# DVD Drive problems



## pra85 (Mar 2, 2011)

I had a LG super multi writer (GSA-H55N), it had stopped writing DVD's although it could read them without any problem . I bought a new DVD writer it also has the same problem .i remembered that i had fiddled with msconfig and services.msc to tweak my performance before this problem started.i hav win 7 ultimate.please help

{I tried to reinstall my windows but the computer doesn't even go to cd rom booting option .i hav selected the 1st boot device as cd rom}


----------



## thetechfreak (Mar 2, 2011)

try to remember what options you changed.

Give more info about your system.


Search system restore in start menu and restore to a date before problem started

Try to reconnect wires of DvD drive properly.

I think OP has a lens problem.


----------



## vamsi_krishna (Mar 3, 2011)

First.. try this...
go to run and type "gpedit.msc", select under "user configuration", select Administartive templates-> Windows components-> Windows explorer.

Now, on the right side, you can see "remove CD burning" or something like that. Double click it to bring up a window. See if it is enabled. If it is enabled, Disable it.

If this fails,

Use the system restore. It is the best thing to do if you don't exactly know what you have changed.


----------



## topgear (Mar 3, 2011)

or use some alternative apps like imgburn - which is 10 times better than windows deafult app and is also freeware


----------



## Zangetsu (Mar 3, 2011)

▶ Excerpted records:
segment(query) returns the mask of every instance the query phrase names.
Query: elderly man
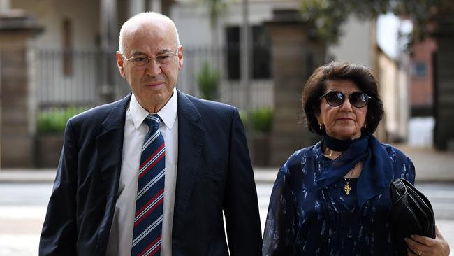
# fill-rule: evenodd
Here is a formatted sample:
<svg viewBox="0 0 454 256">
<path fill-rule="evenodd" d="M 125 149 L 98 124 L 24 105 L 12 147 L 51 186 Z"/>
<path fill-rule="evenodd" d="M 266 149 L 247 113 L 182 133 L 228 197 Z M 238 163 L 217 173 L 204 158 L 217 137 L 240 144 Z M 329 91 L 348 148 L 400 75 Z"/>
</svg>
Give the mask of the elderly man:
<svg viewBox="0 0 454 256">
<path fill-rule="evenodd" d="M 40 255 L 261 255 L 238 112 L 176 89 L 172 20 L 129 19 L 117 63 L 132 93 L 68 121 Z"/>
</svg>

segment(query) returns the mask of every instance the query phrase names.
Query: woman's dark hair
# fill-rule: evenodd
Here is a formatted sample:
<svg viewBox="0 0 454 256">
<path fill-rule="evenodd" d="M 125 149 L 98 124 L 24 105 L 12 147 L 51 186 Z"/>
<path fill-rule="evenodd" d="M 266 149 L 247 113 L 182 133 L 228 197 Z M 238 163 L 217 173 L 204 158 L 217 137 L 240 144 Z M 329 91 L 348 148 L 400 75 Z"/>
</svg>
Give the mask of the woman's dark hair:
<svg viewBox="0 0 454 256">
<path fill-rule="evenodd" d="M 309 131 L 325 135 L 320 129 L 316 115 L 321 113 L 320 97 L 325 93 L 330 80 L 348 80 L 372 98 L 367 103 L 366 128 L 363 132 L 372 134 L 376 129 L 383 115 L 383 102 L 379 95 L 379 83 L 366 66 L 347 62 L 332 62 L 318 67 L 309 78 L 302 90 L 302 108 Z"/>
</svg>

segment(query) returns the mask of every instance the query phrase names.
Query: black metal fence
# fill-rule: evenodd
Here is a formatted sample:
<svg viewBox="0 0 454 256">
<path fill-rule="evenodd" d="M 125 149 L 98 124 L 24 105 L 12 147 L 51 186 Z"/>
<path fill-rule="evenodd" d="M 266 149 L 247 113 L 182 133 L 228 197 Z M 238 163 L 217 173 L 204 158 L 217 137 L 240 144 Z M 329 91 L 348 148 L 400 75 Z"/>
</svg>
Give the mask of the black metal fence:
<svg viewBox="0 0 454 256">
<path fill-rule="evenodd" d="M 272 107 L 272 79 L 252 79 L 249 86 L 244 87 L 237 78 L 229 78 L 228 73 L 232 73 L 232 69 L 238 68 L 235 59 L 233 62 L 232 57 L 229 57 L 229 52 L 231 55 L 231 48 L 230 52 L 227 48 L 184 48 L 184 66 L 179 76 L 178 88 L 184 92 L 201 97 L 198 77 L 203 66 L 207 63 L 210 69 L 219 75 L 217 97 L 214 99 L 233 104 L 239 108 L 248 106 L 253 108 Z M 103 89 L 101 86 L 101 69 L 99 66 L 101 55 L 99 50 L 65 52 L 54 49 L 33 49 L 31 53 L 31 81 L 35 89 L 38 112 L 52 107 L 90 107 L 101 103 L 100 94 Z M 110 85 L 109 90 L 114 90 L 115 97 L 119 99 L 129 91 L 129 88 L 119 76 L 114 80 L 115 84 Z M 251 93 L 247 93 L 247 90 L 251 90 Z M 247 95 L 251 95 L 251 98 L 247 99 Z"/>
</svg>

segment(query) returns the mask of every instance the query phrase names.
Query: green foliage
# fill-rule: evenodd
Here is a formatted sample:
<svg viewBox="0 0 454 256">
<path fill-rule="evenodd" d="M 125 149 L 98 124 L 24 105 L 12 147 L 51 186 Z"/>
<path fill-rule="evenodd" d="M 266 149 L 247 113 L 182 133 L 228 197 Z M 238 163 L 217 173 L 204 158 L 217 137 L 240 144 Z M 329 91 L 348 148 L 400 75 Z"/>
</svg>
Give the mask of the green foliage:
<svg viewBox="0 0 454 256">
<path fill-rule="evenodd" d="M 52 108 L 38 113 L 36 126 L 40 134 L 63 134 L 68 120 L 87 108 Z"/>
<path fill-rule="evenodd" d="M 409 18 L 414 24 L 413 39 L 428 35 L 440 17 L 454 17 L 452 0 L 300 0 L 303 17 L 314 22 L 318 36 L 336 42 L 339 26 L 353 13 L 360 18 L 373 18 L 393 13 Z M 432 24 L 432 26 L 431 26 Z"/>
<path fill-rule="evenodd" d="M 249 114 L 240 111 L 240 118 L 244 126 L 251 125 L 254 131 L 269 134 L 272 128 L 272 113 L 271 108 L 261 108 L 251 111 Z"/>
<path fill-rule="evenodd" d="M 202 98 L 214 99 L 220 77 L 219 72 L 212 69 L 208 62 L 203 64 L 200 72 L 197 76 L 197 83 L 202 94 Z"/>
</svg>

▶ Parts of the exercise:
1) In the DVD drive thread, what model was the LG super multi writer that stopped writing DVDs?
2) Revise the DVD drive thread: starting at "Now, on the" and stopping after "enabled, Disable it.", write that passage again with "Double click" changed to "Right click".
3) Put this sentence from the DVD drive thread into Spanish: "It is the best thing to do if you don't exactly know what you have changed."

▶ List of solutions:
1) GSA-H55N

2)
Now, on the right side, you can see "remove CD burning" or something like that. Right click it to bring up a window. See if it is enabled. If it is enabled, Disable it.

3) Es lo mejor que se puede hacer si no sabes exactamente qué has cambiado.